Instructions for the task →
Once you reach the line containing "point: the rocky", reproduce it and every later line exactly, through the end of the data.

:: Records for this task

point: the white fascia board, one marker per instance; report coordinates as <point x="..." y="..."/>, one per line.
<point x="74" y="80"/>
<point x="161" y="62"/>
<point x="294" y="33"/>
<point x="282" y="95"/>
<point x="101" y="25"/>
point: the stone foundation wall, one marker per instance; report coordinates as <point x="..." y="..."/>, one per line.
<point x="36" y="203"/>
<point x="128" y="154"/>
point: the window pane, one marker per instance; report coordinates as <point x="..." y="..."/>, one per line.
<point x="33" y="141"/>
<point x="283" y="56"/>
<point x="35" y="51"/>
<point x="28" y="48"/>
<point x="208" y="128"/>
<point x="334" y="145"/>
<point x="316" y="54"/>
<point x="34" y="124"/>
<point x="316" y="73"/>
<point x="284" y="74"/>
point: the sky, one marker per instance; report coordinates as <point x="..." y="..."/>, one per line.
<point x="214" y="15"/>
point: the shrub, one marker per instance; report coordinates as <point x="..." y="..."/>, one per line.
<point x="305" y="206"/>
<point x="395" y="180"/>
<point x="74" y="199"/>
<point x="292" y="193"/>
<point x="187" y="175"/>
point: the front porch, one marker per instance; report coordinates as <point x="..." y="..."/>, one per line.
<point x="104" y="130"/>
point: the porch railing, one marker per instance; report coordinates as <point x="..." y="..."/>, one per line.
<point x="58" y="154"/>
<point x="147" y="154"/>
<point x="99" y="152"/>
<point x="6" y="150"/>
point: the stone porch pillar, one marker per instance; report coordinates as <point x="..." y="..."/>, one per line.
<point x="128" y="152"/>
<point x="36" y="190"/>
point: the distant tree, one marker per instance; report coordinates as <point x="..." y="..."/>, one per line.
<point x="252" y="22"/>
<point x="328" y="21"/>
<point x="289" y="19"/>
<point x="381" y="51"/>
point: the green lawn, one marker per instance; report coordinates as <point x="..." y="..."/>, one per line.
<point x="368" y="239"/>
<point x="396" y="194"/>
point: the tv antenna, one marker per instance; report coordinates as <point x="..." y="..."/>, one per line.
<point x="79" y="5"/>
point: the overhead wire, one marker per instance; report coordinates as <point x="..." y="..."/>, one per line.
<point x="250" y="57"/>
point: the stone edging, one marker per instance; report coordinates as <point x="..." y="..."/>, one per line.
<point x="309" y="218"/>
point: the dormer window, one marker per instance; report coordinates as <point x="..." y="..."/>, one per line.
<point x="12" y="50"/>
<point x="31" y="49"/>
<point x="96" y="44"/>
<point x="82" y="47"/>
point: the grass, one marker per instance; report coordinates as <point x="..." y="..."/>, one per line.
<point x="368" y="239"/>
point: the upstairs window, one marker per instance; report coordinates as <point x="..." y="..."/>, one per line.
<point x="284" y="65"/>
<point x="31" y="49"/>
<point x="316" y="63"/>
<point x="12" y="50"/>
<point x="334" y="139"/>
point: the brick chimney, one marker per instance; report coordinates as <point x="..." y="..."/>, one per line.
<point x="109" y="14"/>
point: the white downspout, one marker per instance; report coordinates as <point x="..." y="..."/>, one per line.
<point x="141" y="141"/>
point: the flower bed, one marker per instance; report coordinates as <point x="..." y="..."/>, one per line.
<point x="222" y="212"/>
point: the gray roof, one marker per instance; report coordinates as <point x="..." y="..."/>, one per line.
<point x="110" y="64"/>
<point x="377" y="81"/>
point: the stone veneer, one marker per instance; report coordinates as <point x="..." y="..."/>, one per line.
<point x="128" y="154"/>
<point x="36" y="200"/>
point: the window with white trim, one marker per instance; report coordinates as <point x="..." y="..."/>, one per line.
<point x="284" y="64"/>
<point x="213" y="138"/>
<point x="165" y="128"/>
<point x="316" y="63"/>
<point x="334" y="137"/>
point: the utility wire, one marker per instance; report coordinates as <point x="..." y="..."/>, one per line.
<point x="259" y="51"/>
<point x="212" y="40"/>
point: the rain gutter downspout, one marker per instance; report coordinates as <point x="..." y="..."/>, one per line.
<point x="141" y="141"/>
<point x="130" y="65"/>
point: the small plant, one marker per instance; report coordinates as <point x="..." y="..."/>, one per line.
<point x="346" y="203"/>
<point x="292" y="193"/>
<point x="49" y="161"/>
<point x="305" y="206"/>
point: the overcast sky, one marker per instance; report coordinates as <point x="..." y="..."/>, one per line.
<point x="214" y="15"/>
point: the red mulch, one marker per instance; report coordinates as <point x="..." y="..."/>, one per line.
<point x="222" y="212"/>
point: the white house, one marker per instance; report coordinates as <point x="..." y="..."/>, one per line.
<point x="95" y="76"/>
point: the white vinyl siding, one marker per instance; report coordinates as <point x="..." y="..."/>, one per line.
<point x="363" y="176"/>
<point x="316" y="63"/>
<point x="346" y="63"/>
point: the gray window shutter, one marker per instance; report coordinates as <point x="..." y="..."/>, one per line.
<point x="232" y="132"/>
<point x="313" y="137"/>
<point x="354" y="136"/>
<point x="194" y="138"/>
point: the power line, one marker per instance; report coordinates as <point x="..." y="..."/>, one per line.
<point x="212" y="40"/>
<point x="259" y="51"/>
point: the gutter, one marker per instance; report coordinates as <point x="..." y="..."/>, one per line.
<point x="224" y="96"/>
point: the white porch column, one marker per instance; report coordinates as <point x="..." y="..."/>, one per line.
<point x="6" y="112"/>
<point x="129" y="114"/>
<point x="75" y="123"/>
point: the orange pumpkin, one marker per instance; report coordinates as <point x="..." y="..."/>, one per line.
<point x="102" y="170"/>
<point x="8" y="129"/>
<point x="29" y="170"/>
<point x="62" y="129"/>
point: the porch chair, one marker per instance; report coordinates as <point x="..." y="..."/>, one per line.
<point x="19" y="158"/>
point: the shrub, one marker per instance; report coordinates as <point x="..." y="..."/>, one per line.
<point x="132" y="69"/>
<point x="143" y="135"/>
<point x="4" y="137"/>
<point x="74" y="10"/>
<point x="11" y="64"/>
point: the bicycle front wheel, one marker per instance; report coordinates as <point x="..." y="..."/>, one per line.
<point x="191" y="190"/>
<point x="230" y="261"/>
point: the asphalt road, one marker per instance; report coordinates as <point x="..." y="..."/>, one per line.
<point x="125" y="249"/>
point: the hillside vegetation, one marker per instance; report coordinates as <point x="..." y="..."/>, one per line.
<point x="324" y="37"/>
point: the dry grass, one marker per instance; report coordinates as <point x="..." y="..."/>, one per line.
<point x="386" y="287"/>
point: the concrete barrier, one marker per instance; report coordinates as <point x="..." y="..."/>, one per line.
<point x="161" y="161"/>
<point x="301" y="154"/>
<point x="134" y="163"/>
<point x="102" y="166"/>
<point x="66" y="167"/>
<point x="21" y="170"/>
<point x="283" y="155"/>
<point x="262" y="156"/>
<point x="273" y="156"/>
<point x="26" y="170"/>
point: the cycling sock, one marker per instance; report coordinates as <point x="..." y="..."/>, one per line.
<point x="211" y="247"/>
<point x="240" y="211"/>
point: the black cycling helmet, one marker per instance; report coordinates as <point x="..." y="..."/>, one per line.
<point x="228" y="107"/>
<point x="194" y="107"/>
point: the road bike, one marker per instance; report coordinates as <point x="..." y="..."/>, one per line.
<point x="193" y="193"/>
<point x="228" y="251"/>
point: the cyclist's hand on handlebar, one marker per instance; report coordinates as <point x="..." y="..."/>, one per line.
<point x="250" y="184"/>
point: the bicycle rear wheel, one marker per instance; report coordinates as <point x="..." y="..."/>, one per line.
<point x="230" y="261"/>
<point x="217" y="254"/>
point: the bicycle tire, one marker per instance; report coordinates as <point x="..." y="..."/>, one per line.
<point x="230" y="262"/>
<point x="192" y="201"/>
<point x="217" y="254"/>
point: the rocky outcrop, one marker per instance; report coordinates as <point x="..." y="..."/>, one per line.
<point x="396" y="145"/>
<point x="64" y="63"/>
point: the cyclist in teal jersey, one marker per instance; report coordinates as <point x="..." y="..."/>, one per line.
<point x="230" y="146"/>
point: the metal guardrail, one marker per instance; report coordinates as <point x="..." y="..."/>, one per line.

::::

Response →
point: the rocky outcrop, one marker per instance; report coordinates as <point x="..." y="..."/>, one per line.
<point x="396" y="145"/>
<point x="64" y="63"/>
point: the cyclist in teal jersey, one marker per instance; report coordinates as <point x="..." y="..."/>, one per line.
<point x="230" y="146"/>
point: the metal guardrail, one marker per instance; report coordinates as <point x="..." y="..."/>, one per line.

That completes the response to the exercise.